_Material provided_.
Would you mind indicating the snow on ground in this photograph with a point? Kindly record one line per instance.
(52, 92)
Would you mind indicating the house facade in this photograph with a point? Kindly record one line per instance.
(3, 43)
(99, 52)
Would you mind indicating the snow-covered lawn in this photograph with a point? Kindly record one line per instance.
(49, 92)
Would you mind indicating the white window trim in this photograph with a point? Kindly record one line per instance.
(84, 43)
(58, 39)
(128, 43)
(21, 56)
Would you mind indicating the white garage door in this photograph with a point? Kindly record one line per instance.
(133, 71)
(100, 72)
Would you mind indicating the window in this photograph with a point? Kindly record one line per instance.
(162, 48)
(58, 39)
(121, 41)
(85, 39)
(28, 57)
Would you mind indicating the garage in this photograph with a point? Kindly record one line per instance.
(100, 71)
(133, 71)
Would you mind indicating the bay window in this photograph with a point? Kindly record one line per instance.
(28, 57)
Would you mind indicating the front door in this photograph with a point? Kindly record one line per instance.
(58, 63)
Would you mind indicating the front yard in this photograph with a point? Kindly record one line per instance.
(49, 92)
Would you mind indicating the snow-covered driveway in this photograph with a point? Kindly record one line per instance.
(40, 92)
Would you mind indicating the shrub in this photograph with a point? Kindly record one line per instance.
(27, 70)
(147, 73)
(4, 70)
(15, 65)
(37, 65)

* * *

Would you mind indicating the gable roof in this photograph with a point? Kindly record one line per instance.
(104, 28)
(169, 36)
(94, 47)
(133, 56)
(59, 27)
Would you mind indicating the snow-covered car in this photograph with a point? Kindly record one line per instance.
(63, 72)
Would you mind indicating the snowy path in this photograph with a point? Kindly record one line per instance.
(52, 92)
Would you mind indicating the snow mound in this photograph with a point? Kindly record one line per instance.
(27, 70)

_Exercise requirements_.
Which lines of the data above contain the string "garage", matching case exactly? Pull out each such line and copy it.

_Reply_.
Would you mind indicating the white garage door in this photograph with a point? Kindly record one line per instance.
Would you mind indicating the garage in this photograph with a point? Kindly record one line per instance.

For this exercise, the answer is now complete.